[[ SUPPLIED MATERIAL, beginning ]]

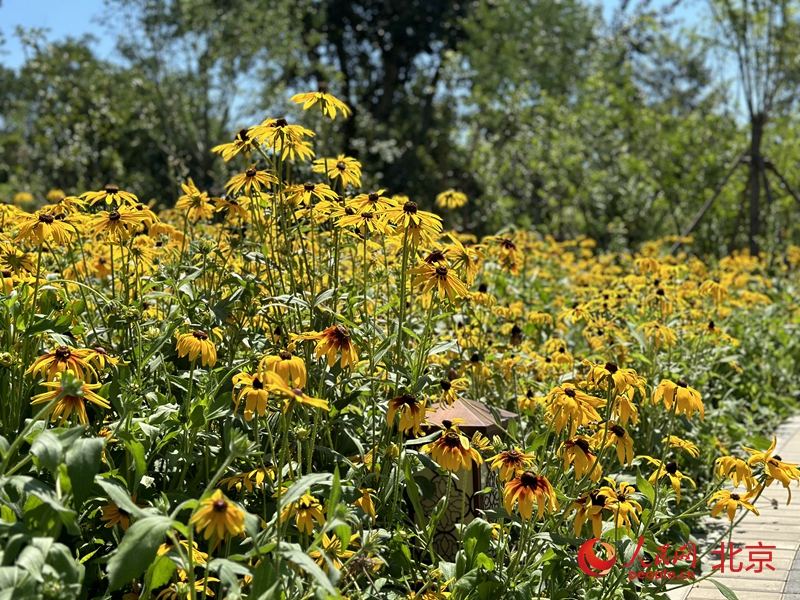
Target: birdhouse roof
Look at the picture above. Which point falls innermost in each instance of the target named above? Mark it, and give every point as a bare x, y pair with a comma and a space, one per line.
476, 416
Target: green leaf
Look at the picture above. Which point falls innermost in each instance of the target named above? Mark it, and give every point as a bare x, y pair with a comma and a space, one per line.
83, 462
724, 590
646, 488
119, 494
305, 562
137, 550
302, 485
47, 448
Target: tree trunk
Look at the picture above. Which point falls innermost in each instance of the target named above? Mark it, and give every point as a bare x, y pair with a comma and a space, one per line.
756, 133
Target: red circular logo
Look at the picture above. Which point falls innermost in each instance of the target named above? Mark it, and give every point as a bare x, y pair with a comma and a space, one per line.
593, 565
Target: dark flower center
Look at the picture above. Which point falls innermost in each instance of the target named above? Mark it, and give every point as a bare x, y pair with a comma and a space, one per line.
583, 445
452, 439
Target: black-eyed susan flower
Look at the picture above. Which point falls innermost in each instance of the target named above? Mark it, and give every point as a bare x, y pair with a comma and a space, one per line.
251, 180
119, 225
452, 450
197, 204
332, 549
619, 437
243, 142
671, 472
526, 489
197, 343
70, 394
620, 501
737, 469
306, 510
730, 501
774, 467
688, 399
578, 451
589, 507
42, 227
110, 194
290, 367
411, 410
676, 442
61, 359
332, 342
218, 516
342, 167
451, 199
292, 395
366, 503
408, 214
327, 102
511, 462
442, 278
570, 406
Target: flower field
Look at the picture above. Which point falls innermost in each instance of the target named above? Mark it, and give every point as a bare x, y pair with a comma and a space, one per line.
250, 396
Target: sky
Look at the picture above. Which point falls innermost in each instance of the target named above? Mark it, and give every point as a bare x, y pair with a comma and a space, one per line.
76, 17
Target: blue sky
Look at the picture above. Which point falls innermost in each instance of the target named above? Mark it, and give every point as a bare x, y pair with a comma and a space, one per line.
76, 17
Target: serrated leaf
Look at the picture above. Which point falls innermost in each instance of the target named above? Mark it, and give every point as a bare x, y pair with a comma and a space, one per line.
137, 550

[[ SUPPLIED MATERIAL, end ]]
[[ SUPPLIED MATERIAL, beginning ]]

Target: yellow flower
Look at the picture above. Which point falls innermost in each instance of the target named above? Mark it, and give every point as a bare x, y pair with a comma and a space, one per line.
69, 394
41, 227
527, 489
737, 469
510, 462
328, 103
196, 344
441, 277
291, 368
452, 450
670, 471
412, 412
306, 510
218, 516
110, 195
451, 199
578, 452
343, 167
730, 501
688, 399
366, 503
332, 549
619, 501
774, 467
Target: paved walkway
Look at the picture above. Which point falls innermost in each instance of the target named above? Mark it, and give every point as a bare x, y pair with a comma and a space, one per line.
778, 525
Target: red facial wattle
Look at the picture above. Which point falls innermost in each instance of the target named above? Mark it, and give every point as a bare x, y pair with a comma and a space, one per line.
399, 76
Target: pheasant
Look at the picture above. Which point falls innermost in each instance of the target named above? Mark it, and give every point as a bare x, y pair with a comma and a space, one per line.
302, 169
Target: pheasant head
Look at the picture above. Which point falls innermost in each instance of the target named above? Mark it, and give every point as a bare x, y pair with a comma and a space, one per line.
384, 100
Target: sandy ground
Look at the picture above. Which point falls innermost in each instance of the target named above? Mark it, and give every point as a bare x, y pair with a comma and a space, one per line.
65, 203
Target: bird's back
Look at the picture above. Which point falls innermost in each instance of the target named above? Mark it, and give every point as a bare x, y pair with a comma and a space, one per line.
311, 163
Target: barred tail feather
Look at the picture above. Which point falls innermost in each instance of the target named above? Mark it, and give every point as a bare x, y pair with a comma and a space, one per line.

[[ SUPPLIED MATERIAL, end ]]

(PROBLEM STATEMENT) Would you print exactly and only the lines of the material above that run from the line with "Target: birdhouse roof" through the line with "Target: tree trunk", both included?

(YOUR RESPONSE)
Target: birdhouse roof
Look at the picture above. Which point falls innermost in each instance of the target named above? Mark it, and give every point as a bare x, y pair with a comma and a space, one per line.
476, 416
Target: green leaf
Look at the picture above. Which point falls innermost in each instance of the target named above? Mark it, and give every point as a bare x, y pair with a comma and a space, one per line.
83, 462
724, 590
646, 488
119, 494
305, 562
137, 550
302, 485
47, 448
Target: tree trunk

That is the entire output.